> [Given exercise A]
Please rewrite the paragraph of the letter below that begins "In addition to your duties" more briefly, keeping its main facts.

> [Quoted text]
## Begin
Mr. George T. Haymaker, Jr.
President and Chief Executive Officer
Kaiser Aluminum Corporation
5847 San Felipe, Suite 2600
Houston, Texas 77057

         RE:      DIRECTOR AND NON-EXECUTIVE CHAIRMAN AGREEMENT

Dear George:

         Reference is hereby made to the oral agreement that in October, 1999
was entered into by and between the Boards of Directors (the "Boards") of Kaiser
Aluminum Corporation ("KAC"), Kaiser Aluminum & Chemical Corporation ("KACC")
and you regarding the terms and conditions upon which you are to serve as a
Director and non-executive Chairman of the Boards for the period commencing
immediately after your retirement from employment by KACC in December, 1999, and
ending on the date of the annual meeting of shareholders of KAC in May, 2001.
The purpose of this letter agreement is to set forth and memorialize the terms
and conditions of our oral agreement. The terms and conditions of our agreement
are set forth below.

         1.       The Boards hereby engage you and you hereby agree to perform
                  services as a Director and non-executive Chairman of the
                  Boards of KAC and KACC.

         2.       In addition to your duties as a Director of the Boards, you
                  shall devote up to forty (40) hours each calendar month to the
                  affairs of KAC and KACC as directed by the Chief Executive
                  Officer (or acting Chief Executive Officer) of KAC and KACC,
                  with particular focus on assisting with implementation of
                  strategic plans that have been developed (or will be
                  developed) for KAC and KACC.

         3.       The term of this letter agreement shall commence on the date
                  immediately after the date of your retirement from employment
                  by KACC in December, 1999, and will expire on the date of the
                  annual meeting of shareholders of KAC in May, 2001, unless
                  earlier terminated by (i) your death or disability (as defined
                  in KAC's Long Term Disability Plan that covers executives and
                  directors of KAC), (ii) for cause (as defined below) or (iii)
## End
> [Given exercise B]
List every line of the entries below that contains the string "covered". Case matters.

> [Task inputs]
## Begin
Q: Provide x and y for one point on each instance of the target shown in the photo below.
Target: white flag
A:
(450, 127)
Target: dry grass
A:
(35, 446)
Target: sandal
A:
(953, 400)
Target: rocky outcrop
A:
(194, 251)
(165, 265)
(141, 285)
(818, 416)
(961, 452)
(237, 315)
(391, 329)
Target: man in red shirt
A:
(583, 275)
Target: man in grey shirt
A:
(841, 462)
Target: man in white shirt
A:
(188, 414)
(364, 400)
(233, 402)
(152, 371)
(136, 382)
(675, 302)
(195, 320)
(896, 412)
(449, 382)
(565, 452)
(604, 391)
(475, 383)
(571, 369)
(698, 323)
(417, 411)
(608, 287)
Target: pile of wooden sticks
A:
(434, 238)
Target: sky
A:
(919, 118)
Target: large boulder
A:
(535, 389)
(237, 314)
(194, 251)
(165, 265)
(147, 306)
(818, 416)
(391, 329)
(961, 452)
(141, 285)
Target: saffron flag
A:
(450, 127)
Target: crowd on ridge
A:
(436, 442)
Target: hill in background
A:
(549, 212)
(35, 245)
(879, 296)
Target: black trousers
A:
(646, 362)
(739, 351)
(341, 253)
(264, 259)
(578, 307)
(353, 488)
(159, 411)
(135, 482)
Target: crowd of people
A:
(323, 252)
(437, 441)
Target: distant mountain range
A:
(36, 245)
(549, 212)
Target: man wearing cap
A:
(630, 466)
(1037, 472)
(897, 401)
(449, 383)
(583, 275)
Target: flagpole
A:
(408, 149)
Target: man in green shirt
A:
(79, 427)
## End
## Begin
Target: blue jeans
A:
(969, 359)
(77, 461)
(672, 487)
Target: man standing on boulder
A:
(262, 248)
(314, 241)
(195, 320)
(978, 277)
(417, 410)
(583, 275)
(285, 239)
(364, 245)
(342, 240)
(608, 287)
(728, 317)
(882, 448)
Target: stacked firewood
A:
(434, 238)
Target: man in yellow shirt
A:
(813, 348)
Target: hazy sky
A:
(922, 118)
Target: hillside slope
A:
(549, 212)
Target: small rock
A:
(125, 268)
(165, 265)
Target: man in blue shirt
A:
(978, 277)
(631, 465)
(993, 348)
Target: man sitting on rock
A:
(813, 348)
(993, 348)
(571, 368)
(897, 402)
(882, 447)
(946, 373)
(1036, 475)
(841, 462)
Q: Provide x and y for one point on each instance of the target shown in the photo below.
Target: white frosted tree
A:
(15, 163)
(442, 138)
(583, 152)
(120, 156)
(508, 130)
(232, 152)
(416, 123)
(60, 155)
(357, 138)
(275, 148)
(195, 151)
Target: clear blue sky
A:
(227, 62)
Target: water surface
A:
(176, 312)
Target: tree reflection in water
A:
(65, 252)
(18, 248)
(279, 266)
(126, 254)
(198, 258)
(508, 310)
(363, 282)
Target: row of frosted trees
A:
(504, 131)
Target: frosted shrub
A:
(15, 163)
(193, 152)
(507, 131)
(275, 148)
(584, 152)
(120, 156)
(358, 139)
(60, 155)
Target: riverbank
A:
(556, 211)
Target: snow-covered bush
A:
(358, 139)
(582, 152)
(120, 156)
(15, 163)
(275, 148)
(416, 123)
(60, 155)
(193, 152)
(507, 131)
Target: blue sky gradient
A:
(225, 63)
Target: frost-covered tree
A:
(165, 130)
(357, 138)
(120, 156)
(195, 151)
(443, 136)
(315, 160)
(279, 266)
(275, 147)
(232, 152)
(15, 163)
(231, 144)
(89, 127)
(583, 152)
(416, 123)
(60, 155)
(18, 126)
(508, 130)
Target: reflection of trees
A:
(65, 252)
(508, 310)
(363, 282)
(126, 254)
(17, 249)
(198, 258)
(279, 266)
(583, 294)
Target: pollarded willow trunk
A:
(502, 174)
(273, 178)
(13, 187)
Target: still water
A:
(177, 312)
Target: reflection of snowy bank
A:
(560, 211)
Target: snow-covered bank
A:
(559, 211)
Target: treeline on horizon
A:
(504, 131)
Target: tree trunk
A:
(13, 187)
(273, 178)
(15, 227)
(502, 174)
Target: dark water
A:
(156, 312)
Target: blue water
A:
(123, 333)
## End
> [Complete output A]
Besides serving as a Director, you will spend up to 40 hours each calendar month on KAC and KACC affairs as directed by their Chief Executive Officer (or acting Chief Executive Officer). Your main focus will be helping implement the strategic plans developed, or to be developed, for KAC and KACC.

> [Complete output B]
Target: snow-covered bush
Target: frost-covered tree
Target: snow-covered bank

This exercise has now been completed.